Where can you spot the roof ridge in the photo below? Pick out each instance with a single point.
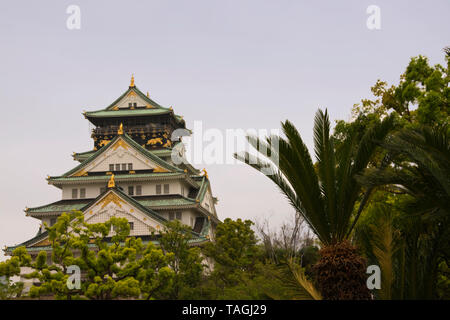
(134, 144)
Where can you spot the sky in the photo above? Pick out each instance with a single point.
(230, 64)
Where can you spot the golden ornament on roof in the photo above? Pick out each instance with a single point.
(111, 182)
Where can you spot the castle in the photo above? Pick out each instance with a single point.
(130, 173)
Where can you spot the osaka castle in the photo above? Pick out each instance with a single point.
(130, 173)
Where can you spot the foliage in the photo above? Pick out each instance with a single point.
(185, 261)
(341, 273)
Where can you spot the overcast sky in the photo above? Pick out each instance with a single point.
(230, 64)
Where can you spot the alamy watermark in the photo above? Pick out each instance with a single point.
(214, 146)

### Problem details
Please copy all of the lines above again, requests included, and raise every coordinate in the answers by 135. Leave the pictures out.

### Full solution
Where can you spot the roof ridge in the photo below? Pick out each instance with a single point.
(269, 279)
Where can you spot the sky in the photo above? Pick out each instance with a single point.
(365, 199)
Where can you spot the golden ornament on roof in the photo above? Pick out each instance with a single point.
(246, 317)
Where can you spot the castle in the photo above? Pick out each instance with a single point.
(265, 308)
Where can you spot the osaka castle in the photo above? Pick out each instance with a single point.
(265, 308)
Where can you spot the foliage in the photo above? Pick out each instance with a single point.
(320, 396)
(476, 408)
Where can you spot the overcast sky in the photo above? Pick out each instance with a single point.
(365, 199)
Where can you spot the alamy watermark in the photo above? Pick out each instance with a single point.
(349, 281)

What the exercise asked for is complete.